──────── Data lines ────────

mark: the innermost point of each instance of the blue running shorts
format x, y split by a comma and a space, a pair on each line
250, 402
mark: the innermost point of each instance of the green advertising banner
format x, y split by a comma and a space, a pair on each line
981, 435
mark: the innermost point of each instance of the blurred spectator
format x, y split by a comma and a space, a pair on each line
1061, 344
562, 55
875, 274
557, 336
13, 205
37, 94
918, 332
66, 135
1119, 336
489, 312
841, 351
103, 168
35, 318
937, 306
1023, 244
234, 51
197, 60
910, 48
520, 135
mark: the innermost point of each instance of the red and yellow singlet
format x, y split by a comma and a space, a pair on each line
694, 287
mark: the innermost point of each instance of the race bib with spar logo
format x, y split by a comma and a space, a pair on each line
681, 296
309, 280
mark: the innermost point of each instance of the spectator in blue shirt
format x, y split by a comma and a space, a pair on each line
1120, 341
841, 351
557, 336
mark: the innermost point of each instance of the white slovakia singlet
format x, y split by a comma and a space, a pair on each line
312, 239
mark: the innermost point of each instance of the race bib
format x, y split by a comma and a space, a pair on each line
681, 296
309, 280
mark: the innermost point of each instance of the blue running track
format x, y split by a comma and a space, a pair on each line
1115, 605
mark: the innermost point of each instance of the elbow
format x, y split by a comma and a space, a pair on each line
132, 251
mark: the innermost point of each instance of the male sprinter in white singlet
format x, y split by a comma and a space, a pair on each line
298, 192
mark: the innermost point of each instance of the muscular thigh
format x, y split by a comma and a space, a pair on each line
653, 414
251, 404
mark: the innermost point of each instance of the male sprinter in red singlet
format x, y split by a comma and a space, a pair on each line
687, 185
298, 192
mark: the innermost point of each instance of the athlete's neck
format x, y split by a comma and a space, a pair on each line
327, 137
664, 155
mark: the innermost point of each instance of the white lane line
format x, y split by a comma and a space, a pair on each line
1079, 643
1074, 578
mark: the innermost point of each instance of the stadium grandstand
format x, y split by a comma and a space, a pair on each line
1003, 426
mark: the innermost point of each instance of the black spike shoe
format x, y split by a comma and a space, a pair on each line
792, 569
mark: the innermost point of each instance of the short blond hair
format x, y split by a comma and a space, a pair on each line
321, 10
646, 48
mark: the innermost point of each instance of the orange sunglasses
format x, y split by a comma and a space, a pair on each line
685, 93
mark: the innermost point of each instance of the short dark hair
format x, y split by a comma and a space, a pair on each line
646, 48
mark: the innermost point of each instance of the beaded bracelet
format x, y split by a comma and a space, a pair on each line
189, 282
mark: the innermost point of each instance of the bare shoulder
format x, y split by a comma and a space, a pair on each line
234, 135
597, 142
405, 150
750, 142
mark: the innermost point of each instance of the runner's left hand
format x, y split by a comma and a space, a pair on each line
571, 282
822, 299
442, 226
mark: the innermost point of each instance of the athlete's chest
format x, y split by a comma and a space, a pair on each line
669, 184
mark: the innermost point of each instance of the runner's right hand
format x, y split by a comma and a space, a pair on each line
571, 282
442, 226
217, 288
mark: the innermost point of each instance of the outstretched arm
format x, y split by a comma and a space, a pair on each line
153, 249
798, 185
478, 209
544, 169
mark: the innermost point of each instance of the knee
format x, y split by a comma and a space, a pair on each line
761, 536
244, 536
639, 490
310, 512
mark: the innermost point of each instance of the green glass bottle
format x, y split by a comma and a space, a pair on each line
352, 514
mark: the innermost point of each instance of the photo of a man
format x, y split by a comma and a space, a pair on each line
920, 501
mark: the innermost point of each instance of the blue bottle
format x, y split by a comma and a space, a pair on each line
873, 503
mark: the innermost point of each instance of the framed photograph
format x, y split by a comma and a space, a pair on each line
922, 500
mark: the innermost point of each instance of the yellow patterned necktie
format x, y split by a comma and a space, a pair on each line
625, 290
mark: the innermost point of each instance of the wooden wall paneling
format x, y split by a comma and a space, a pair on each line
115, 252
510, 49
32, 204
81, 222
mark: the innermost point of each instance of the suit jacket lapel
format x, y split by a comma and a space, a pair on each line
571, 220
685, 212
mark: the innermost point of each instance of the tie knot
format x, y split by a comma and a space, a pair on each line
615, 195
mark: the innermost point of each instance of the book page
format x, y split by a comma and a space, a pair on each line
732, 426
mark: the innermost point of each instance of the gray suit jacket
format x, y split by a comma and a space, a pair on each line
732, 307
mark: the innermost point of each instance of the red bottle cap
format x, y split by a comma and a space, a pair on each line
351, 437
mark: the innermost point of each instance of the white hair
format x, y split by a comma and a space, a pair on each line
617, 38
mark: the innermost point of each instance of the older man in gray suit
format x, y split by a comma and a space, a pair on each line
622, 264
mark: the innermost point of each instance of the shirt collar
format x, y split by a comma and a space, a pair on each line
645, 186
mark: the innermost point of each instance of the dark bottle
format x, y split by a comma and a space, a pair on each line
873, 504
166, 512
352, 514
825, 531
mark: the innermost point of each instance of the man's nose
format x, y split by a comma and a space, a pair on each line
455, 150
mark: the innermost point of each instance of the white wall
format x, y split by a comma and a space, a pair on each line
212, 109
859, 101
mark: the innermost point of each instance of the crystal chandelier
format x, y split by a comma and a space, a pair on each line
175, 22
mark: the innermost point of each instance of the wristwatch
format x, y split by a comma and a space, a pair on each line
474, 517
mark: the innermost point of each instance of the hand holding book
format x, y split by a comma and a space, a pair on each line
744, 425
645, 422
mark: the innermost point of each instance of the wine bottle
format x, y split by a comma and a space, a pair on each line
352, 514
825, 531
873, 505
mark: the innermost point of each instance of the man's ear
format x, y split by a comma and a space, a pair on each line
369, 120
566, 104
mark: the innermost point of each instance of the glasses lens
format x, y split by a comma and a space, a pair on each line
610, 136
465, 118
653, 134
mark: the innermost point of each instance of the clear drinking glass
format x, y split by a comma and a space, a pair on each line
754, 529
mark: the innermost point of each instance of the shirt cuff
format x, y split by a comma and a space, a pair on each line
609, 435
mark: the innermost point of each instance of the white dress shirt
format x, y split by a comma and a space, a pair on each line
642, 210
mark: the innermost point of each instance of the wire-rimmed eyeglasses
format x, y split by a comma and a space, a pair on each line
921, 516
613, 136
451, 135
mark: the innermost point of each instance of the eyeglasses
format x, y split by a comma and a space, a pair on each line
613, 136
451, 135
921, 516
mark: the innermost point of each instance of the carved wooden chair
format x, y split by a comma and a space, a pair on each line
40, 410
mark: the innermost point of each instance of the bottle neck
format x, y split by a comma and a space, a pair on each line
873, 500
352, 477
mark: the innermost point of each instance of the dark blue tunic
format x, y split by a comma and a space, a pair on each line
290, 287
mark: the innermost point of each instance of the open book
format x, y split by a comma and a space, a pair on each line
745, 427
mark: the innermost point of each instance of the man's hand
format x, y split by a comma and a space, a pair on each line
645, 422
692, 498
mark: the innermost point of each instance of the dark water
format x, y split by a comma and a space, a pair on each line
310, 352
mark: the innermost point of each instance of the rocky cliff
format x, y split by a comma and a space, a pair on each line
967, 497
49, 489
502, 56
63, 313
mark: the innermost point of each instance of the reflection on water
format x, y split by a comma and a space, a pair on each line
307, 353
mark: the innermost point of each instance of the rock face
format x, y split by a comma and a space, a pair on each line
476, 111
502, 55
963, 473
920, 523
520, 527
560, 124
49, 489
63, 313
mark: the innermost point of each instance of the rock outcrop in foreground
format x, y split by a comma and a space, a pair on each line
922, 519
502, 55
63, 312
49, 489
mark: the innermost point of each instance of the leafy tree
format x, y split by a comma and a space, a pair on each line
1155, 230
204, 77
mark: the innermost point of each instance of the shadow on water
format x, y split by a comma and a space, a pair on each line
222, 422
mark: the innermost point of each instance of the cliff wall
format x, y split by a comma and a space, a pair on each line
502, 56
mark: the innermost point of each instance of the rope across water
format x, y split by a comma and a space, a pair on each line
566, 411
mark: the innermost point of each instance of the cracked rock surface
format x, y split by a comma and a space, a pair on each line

────────

◆ Exercise goal
Reproduce only the lines from the line containing "mark: the innermost point of each instance of the dark water" to the last line of the material above, both of those lines included.

◆ Task result
mark: the innermost point of each instance of the dark water
format x, y split by a comma and a space, a pair on each line
310, 352
mark: the innermost point of each instance of the rocky cliff
format x, y split by a comma and a space, a pair on each line
967, 497
49, 489
502, 56
63, 313
mark: the innermost point of each instance of the reflection on water
format x, y split by a comma and a space, a pair on each line
307, 353
mark: the innermost point of each instance of the rock face
format x, y split by a comma and a space, a pair on each line
476, 111
502, 55
963, 473
920, 523
520, 527
560, 124
49, 489
63, 313
mark: the innermost point of each instance of the rock outcrop in foreground
format x, y split by a comma and a space, a pair on each line
922, 519
502, 55
63, 312
49, 489
mark: the innermost point of each instance of the leafy tree
format x, y split by a comma and a space, a pair on each line
1155, 230
204, 77
mark: the innermost point of each instance of the shadow on water
format x, y split by a comma and a space, a pair on each line
222, 422
mark: the innermost point of each instance of the cliff wall
format x, y split by a comma and a space, a pair on each line
502, 56
mark: the innermost point of each instance of the rope across water
format x, y split by a comma and a space, a pair on each line
566, 411
mark: the innermost point of each instance of the cracked rock surface
format x, y split by a comma and a space, a pair on each line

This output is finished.